══ Exercise input ══

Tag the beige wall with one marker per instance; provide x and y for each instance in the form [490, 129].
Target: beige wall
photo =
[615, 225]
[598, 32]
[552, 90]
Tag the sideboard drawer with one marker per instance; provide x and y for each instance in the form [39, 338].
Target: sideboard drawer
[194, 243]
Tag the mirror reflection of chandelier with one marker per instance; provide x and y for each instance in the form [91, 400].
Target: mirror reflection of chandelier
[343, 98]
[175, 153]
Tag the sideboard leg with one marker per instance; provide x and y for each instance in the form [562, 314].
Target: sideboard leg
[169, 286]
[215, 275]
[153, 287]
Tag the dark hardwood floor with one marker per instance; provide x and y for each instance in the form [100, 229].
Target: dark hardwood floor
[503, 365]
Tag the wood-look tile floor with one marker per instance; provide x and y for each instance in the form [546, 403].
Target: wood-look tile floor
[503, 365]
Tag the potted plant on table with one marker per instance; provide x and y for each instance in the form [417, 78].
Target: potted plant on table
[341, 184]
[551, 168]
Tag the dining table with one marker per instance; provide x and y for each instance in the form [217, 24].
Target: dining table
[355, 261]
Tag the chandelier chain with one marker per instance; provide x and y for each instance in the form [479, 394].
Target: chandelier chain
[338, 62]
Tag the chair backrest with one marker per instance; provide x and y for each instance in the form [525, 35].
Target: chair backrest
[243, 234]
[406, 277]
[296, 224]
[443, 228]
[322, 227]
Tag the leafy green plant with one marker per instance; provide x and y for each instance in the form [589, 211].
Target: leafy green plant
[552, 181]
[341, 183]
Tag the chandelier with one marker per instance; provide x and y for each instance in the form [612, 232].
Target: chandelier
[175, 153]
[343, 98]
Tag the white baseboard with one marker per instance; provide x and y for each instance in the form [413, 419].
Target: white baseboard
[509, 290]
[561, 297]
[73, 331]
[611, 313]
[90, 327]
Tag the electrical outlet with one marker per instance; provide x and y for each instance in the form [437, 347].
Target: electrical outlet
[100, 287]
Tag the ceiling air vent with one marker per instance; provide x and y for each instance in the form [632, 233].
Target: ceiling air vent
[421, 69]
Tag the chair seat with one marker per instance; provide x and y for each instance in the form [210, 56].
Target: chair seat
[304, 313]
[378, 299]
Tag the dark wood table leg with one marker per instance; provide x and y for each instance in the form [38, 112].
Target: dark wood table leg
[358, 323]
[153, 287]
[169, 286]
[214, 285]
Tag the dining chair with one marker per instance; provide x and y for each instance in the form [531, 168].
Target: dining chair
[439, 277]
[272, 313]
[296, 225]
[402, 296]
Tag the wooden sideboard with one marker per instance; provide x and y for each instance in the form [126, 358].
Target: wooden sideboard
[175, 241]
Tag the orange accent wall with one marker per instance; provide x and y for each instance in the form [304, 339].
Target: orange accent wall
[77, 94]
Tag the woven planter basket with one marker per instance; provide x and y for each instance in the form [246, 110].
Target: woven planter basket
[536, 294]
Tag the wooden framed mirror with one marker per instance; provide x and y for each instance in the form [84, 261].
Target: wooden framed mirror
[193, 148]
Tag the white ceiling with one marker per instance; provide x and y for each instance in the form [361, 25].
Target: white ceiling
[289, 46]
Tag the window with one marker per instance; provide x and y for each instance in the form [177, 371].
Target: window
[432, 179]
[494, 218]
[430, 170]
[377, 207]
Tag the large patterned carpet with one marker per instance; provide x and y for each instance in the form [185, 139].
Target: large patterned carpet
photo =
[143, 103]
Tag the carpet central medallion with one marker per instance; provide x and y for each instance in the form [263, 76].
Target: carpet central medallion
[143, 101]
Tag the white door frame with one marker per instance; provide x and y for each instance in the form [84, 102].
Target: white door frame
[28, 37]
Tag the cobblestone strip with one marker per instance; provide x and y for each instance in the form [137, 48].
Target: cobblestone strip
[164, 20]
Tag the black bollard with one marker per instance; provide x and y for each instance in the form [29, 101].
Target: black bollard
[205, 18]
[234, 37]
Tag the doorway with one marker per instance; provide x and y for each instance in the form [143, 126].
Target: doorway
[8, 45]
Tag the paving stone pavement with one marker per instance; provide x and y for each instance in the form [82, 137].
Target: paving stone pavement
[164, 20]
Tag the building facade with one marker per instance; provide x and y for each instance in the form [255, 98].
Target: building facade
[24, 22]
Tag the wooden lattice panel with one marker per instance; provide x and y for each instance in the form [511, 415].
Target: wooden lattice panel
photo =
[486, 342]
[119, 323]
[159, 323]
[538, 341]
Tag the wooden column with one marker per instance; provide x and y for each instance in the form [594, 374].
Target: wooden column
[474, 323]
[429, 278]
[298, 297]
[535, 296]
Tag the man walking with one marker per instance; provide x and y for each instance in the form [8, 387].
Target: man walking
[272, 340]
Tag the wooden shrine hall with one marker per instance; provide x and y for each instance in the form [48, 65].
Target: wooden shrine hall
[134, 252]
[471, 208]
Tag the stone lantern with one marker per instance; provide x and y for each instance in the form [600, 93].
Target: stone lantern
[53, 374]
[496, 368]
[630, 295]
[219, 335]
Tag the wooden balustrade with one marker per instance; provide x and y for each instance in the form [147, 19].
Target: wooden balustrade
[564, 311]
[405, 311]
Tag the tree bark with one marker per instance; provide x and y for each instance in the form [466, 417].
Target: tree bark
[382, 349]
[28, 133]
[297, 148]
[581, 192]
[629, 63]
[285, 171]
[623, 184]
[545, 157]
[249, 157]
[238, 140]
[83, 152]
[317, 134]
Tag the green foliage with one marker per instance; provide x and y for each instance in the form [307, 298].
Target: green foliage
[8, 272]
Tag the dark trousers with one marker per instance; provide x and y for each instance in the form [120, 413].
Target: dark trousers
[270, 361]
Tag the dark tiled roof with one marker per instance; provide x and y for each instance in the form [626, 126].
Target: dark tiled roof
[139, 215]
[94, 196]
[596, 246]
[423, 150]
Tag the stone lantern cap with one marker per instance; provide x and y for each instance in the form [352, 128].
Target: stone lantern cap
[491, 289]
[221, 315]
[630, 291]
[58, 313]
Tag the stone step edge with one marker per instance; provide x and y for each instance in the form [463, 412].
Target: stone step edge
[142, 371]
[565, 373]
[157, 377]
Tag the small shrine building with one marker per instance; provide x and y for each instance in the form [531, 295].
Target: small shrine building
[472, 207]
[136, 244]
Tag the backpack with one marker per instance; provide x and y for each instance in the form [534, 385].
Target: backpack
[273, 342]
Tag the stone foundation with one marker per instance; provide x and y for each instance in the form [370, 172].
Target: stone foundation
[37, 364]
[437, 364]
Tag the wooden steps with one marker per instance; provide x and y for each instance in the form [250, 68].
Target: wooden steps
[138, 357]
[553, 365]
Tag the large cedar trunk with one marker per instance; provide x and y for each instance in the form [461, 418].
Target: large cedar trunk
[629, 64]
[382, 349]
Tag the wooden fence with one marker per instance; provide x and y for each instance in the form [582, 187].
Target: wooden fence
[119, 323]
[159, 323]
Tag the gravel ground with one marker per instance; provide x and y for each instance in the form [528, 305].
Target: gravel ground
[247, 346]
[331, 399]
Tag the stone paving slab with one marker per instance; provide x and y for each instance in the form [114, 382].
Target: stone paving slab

═══

Copy each record from above exactly, and include every line.

Solved problem —
Tag the beige wall with one marker per instance; provide x and y for each instance in the form [490, 129].
Target: beige wall
photo =
[615, 225]
[598, 32]
[552, 90]
Tag the sideboard drawer with one marker per instance; provide x and y for each instance in the form [39, 338].
Target: sideboard drawer
[194, 243]
Tag the mirror reflection of chandelier with one marker per instance; provide x and y for each instance in the form [91, 400].
Target: mirror reflection of chandelier
[343, 98]
[175, 153]
Tag the sideboard leg with one marker per instance; provide x and y for each instance in the form [562, 314].
Target: sideboard leg
[169, 286]
[215, 275]
[153, 287]
Tag the dark hardwood floor with one marker per instance; provide x and y for each instance in the form [100, 229].
Target: dark hardwood floor
[503, 365]
Tag the wood-look tile floor with one marker per instance; provide x and y for each instance in the form [546, 403].
Target: wood-look tile floor
[503, 365]
Tag the potted plant on table with one marker per instance; provide x and y for each instance in the form [417, 78].
Target: potted plant on table
[341, 184]
[551, 168]
Tag the dining table with one marker per instance; provide x and y for each instance in the form [217, 24].
Target: dining table
[355, 261]
Tag the chandelier chain with one marker per instance; provide x and y for each instance in the form [479, 394].
Target: chandelier chain
[338, 62]
Tag the chair backrest with one marker per instance; provide x and y for each instance in the form [525, 35].
Target: chair backrest
[243, 234]
[406, 277]
[296, 224]
[443, 228]
[322, 227]
Tag the leafy green plant with one marker per instance; provide x and y for each instance in the form [589, 211].
Target: leafy green plant
[552, 181]
[341, 183]
Tag the chandelier with one marker per instance; provide x and y for each instance in the form [612, 232].
Target: chandelier
[175, 153]
[343, 98]
Tag the white baseboard with one marker per instance; provide x and y for each instance in the form [413, 419].
Target: white baseboard
[509, 290]
[561, 297]
[73, 331]
[611, 313]
[90, 327]
Tag the electrical outlet with one marker per instance; provide x and y for each instance in the form [437, 347].
Target: electrical outlet
[100, 287]
Tag the ceiling air vent with one marker per instance; provide x and y for each instance in the form [632, 233].
Target: ceiling air vent
[421, 69]
Tag the chair seat with one marker per instance; provide x and y for each instance in the form [210, 56].
Target: chair seat
[304, 313]
[378, 299]
Tag the dark wood table leg with one marker per instance; provide x and y for each instance in the form [38, 112].
Target: dark wood table leg
[358, 323]
[153, 287]
[169, 286]
[214, 285]
Tag the dining chair with one marker per instance; provide x and y for each instance in the form [531, 168].
Target: dining chair
[439, 277]
[272, 313]
[296, 225]
[402, 296]
Tag the wooden sideboard with one marker per instance; provide x and y for each instance in the form [126, 358].
Target: wooden sideboard
[175, 241]
Tag the orange accent wall with one marker per instance; provide x and y for each instance in the form [304, 339].
Target: orange accent wall
[77, 94]
Tag the woven planter basket with one marker per instance; provide x and y for each instance in the form [246, 110].
Target: woven planter basket
[536, 294]
Tag the wooden framed mirror with one marker per instance; provide x and y for each instance in the form [84, 261].
Target: wooden framed mirror
[193, 148]
Tag the white ceiling with one marker per instance; provide x and y for each instance in the form [361, 25].
Target: white ceiling
[289, 46]
Tag the window with one marker per instance; provide x and y for each instance in the form [177, 371].
Target: window
[432, 179]
[494, 218]
[430, 170]
[377, 207]
Tag the large patterned carpet with one marker per instance; provide x and y for each instance in the form [185, 139].
Target: large patterned carpet
photo =
[143, 103]
Tag the carpet central medallion with one marker per instance; provide x and y for each instance in the form [263, 76].
Target: carpet central medallion
[143, 101]
Tag the white door frame with one marker per instance; provide x and y for each instance in the form [84, 102].
Target: white door frame
[28, 37]
Tag the cobblestone strip with one marker per instance; provide x and y for each instance in the form [137, 48].
Target: cobblestone strip
[164, 20]
Tag the black bollard with one marker per instance; provide x and y for each instance in the form [29, 101].
Target: black bollard
[205, 18]
[234, 37]
Tag the doorway with one marker per instance; provide x and y for each instance in the form [143, 126].
Target: doorway
[8, 45]
Tag the paving stone pavement with one marker per instance; provide x and y for each instance in the form [82, 137].
Target: paving stone pavement
[164, 20]
Tag the building facade with one marker per instance; provide x and y for each instance in the form [255, 98].
Target: building facade
[24, 22]
Tag the wooden lattice panel with one marker per instance; provide x and y for each instance in the form [511, 415].
Target: wooden lattice panel
photo =
[486, 342]
[119, 323]
[159, 323]
[538, 341]
Tag the wooden column with one marker per instance; provide x and y for each instance in the form [594, 374].
Target: wooden column
[474, 323]
[429, 278]
[298, 297]
[535, 296]
Tag the man walking with one marker per instance; provide x and y for each instance in the form [8, 387].
Target: man walking
[272, 340]
Tag the wooden shrine hall with one marker per instance; provide x and y for each instance in the form [48, 65].
Target: wooden shrine hall
[134, 252]
[471, 208]
Tag the stone lantern with one marker per instance; provide x and y for each instance in the form [600, 93].
Target: stone lantern
[53, 374]
[496, 368]
[630, 295]
[219, 335]
Tag the wooden balustrade with one marker per instance; provide x and y for each instance in the form [147, 19].
Target: wooden balustrade
[564, 311]
[405, 311]
Tag the tree bark with one marker per instance; provide x and y for each instance in the form [466, 417].
Target: tree bark
[382, 349]
[28, 133]
[297, 148]
[581, 192]
[629, 63]
[285, 171]
[623, 184]
[545, 157]
[249, 157]
[238, 140]
[83, 152]
[317, 134]
Tag the green foliage with one marker per instance; provide x and y for each instance in the form [307, 298].
Target: green foliage
[8, 272]
Tag the dark trousers with one marker per instance; provide x and y for each instance in the form [120, 413].
Target: dark trousers
[270, 361]
Tag the dark tiled roof with one marker per instance; provide x and y for each instance in the form [626, 126].
Target: dark tiled roof
[139, 215]
[94, 196]
[596, 246]
[423, 150]
Tag the stone lantern cap with one marker per instance; provide x and y for each instance in the form [352, 128].
Target: stone lantern cap
[491, 289]
[221, 315]
[630, 291]
[58, 313]
Tag the stone step edge with one marker per instance; provide x and y for each instance in the form [463, 412].
Target: stone step edge
[142, 371]
[565, 373]
[157, 377]
Tag the small shrine building with one marker per instance; provide x and y for each instance in the form [531, 295].
Target: small shrine building
[472, 207]
[136, 244]
Tag the backpack with one marker per instance; provide x and y for each instance in the form [534, 385].
Target: backpack
[273, 342]
Tag the stone foundation with one marker per instance; provide x and y for each instance in the form [370, 172].
Target: stone foundation
[37, 364]
[437, 364]
Tag the wooden steps with one marker per instance; provide x and y for each instance in the form [250, 68].
Target: wooden steps
[138, 357]
[553, 365]
Tag the large cedar trunk with one marker per instance; provide x and y for each instance in the form [461, 418].
Target: large cedar trunk
[629, 64]
[382, 349]
Tag the wooden fence with one marker per instance; provide x and y for each instance in the form [582, 187].
Target: wooden fence
[119, 323]
[159, 323]
Tag the gravel ground with one marker per instance; provide x and y for each instance in the form [528, 305].
Target: gravel ground
[247, 346]
[331, 399]
Tag the stone paving slab with one marker per instance; provide x and y for each instance in the form [114, 382].
Target: stone paving slab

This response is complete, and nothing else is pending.